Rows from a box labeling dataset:
○ ○ ○
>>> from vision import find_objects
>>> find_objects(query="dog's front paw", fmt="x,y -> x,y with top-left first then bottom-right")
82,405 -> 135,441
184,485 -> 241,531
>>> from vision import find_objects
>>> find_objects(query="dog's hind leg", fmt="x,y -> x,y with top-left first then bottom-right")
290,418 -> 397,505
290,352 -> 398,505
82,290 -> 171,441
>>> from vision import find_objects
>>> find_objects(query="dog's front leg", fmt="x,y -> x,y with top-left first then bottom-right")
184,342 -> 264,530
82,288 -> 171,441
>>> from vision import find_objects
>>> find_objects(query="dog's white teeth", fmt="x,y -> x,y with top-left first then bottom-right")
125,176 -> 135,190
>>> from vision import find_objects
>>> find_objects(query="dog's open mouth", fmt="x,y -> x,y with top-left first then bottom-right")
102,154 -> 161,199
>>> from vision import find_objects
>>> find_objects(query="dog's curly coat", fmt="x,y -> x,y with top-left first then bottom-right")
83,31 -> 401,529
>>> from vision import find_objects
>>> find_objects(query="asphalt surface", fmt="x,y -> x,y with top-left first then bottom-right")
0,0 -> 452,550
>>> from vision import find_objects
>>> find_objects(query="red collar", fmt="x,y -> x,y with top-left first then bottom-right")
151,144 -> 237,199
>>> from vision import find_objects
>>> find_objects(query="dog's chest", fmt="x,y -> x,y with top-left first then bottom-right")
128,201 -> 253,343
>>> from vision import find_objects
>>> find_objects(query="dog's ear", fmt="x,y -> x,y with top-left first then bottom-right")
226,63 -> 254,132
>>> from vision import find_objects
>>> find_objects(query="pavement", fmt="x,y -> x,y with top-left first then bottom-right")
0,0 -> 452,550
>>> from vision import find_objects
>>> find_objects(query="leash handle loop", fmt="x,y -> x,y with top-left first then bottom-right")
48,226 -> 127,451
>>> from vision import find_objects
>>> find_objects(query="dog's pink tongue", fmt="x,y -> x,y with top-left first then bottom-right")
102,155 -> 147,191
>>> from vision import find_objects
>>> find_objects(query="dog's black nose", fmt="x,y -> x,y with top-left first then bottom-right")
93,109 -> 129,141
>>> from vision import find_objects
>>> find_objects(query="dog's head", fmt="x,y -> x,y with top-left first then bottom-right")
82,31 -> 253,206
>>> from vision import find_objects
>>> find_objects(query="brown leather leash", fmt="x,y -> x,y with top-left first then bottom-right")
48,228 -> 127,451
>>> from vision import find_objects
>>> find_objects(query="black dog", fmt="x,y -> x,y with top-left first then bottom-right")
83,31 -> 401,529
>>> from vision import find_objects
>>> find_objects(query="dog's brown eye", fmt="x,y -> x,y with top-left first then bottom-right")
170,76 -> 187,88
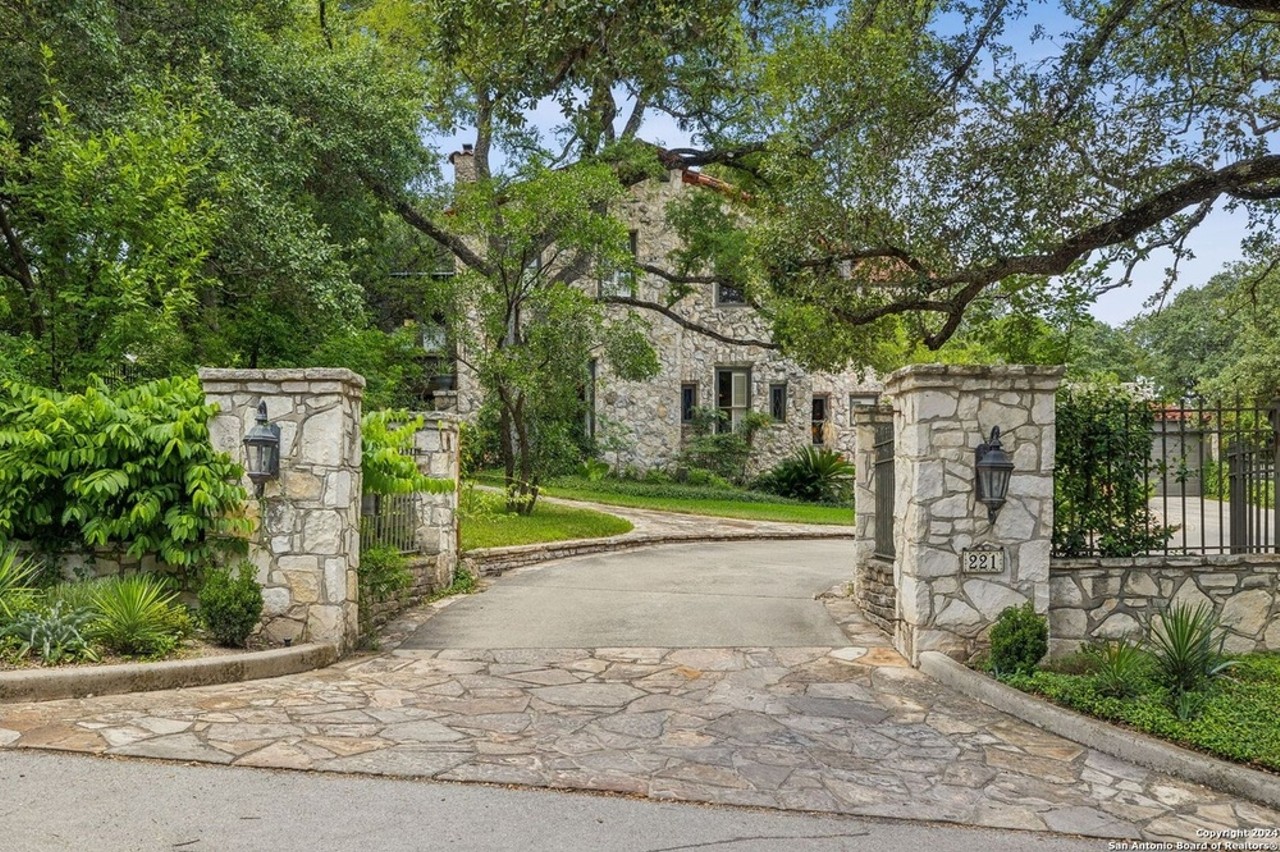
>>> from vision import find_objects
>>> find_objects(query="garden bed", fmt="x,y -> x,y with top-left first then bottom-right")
1002,652 -> 1280,774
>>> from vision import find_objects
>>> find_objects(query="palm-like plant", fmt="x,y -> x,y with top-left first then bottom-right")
90,574 -> 182,656
1148,603 -> 1235,702
0,548 -> 40,622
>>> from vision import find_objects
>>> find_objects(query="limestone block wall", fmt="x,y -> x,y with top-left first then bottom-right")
410,413 -> 461,597
884,365 -> 1062,663
200,368 -> 365,650
595,170 -> 881,473
442,163 -> 881,475
852,406 -> 897,635
1048,554 -> 1280,656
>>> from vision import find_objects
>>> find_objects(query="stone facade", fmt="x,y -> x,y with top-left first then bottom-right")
1048,554 -> 1280,656
451,151 -> 881,473
410,413 -> 460,597
200,368 -> 365,650
854,404 -> 897,635
855,365 -> 1062,663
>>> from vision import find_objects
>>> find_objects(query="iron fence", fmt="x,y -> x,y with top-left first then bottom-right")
872,423 -> 895,559
360,494 -> 419,553
1053,394 -> 1280,556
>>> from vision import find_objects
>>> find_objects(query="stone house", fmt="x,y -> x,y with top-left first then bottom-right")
436,146 -> 881,473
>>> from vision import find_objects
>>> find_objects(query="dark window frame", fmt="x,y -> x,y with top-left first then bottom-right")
769,381 -> 788,423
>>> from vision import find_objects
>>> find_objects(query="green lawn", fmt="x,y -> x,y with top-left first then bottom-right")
541,476 -> 854,525
460,483 -> 631,550
1006,654 -> 1280,773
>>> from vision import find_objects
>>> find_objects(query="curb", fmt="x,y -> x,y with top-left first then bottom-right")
920,651 -> 1280,807
461,527 -> 856,577
0,642 -> 338,704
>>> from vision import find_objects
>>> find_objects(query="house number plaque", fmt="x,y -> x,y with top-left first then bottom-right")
960,548 -> 1005,574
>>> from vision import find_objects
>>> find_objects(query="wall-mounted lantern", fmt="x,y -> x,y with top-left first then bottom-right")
244,400 -> 280,496
974,426 -> 1014,523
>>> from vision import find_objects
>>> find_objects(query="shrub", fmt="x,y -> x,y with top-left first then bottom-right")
1084,640 -> 1149,698
1147,603 -> 1235,707
0,603 -> 97,665
0,376 -> 251,567
197,562 -> 262,647
755,446 -> 854,504
989,601 -> 1048,677
1053,378 -> 1174,556
88,574 -> 184,656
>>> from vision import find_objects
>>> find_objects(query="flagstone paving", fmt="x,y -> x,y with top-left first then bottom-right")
0,588 -> 1280,840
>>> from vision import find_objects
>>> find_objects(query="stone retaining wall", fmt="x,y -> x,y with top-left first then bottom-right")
1050,554 -> 1280,656
200,368 -> 365,651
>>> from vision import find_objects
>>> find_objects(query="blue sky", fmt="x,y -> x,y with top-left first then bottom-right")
431,0 -> 1247,325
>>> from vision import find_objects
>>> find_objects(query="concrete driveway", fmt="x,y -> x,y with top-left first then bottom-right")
401,541 -> 852,650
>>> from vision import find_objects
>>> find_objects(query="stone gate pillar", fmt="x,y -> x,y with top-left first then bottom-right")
884,365 -> 1062,664
200,368 -> 365,652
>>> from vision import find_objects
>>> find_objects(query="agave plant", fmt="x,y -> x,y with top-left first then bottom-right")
1148,603 -> 1235,702
755,446 -> 854,503
1084,638 -> 1149,698
0,548 -> 40,622
90,574 -> 182,656
0,603 -> 97,665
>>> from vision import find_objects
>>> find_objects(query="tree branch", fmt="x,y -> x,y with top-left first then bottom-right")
600,296 -> 781,351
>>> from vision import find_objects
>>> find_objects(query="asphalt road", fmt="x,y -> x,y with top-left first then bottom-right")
0,751 -> 1106,852
401,540 -> 854,649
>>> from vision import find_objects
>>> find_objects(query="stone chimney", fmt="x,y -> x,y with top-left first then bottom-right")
449,145 -> 476,184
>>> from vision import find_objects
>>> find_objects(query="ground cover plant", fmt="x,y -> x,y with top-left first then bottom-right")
541,476 -> 854,525
1001,604 -> 1280,771
460,489 -> 631,550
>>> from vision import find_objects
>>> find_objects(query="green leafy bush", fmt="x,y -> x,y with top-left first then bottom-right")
0,376 -> 251,567
0,603 -> 97,665
754,446 -> 854,504
360,411 -> 454,495
88,574 -> 186,656
1084,640 -> 1151,698
677,408 -> 772,482
989,601 -> 1048,677
1053,378 -> 1174,556
197,562 -> 262,647
1147,603 -> 1234,704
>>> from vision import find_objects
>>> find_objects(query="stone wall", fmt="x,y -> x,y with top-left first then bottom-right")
442,152 -> 881,473
200,368 -> 365,650
854,406 -> 897,635
1048,554 -> 1280,656
875,365 -> 1062,663
410,413 -> 460,597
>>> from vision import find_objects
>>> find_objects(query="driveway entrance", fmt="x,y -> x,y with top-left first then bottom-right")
401,541 -> 852,650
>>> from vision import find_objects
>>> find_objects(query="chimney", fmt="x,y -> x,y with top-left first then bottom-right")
449,143 -> 476,184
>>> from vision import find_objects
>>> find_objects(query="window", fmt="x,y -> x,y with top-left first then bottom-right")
582,358 -> 596,441
769,383 -> 787,423
680,381 -> 698,423
600,230 -> 639,298
716,283 -> 746,304
716,367 -> 751,432
849,393 -> 879,423
812,397 -> 828,446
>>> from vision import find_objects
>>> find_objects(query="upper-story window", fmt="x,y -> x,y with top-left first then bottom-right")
769,383 -> 787,423
716,367 -> 751,432
812,397 -> 831,446
680,381 -> 698,423
716,281 -> 746,304
600,230 -> 640,298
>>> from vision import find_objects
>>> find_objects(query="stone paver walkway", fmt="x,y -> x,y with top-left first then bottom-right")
0,599 -> 1280,840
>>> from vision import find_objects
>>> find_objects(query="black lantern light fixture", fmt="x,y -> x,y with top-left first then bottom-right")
244,400 -> 280,496
974,426 -> 1014,523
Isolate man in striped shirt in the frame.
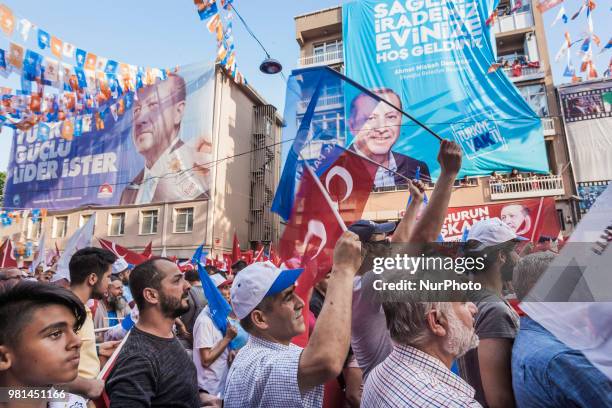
[361,295,480,408]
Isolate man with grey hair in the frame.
[362,284,480,408]
[512,252,612,407]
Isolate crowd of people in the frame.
[0,141,612,408]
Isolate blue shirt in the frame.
[512,317,612,408]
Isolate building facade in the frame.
[2,67,282,260]
[295,0,579,235]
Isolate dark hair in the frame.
[129,257,174,311]
[185,269,200,282]
[0,281,86,345]
[240,293,280,334]
[68,247,117,285]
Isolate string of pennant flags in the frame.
[486,0,612,82]
[0,4,178,140]
[193,0,247,85]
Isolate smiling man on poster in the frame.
[120,74,212,205]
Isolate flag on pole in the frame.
[51,213,96,282]
[0,238,17,268]
[191,245,232,336]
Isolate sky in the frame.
[0,0,612,170]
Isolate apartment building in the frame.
[295,0,579,234]
[7,67,282,260]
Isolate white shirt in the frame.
[193,306,229,399]
[223,336,323,408]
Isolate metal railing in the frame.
[491,10,534,34]
[503,66,544,82]
[298,50,344,67]
[489,175,565,200]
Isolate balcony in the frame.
[489,175,565,200]
[503,66,544,82]
[491,10,534,34]
[542,118,557,136]
[298,50,344,67]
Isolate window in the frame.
[26,218,42,240]
[79,214,95,228]
[519,84,548,118]
[140,210,157,235]
[51,216,68,238]
[174,207,193,232]
[108,213,125,236]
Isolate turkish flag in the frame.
[98,238,148,265]
[0,239,17,268]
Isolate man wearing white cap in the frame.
[224,231,361,408]
[459,218,525,407]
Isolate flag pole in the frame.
[300,152,347,232]
[325,66,443,142]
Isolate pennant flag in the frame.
[7,43,24,71]
[36,122,51,142]
[487,62,502,74]
[51,213,96,282]
[38,28,51,50]
[0,238,17,268]
[198,0,219,20]
[206,13,221,33]
[30,232,47,271]
[75,48,87,68]
[62,42,75,58]
[571,3,584,20]
[485,9,497,26]
[550,6,567,27]
[191,245,232,335]
[51,36,64,59]
[536,0,563,13]
[19,18,32,42]
[98,238,149,265]
[0,4,15,37]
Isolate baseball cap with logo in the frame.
[348,220,395,242]
[112,257,130,275]
[230,261,304,319]
[467,217,527,252]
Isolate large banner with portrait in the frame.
[4,65,215,210]
[342,0,548,179]
[559,79,612,183]
[442,197,561,243]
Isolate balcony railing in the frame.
[298,50,344,67]
[503,66,544,82]
[491,10,534,34]
[489,175,565,200]
[542,118,557,136]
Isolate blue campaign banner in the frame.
[4,64,215,210]
[342,0,548,179]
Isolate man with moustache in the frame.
[106,258,200,408]
[348,88,431,187]
[361,298,480,408]
[120,74,212,205]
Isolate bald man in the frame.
[120,74,212,205]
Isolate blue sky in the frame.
[0,0,612,169]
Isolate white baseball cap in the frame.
[112,257,130,275]
[230,261,304,319]
[467,217,527,252]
○ ○ ○
• _WHAT IS REQUIRED_: Put into a JSON list of strings, one string per line and with blank lines omitted, the lines from the start of the items up to and including the line containing "184,485 -> 241,531".

• _TASK RESPONSE_:
[
  ">>> from vision import find_objects",
  ">>> find_objects(query=\"dog's front paw\", fmt=\"x,y -> x,y with top-left first then bottom-right\")",
  "82,405 -> 135,441",
  "184,485 -> 241,531"
]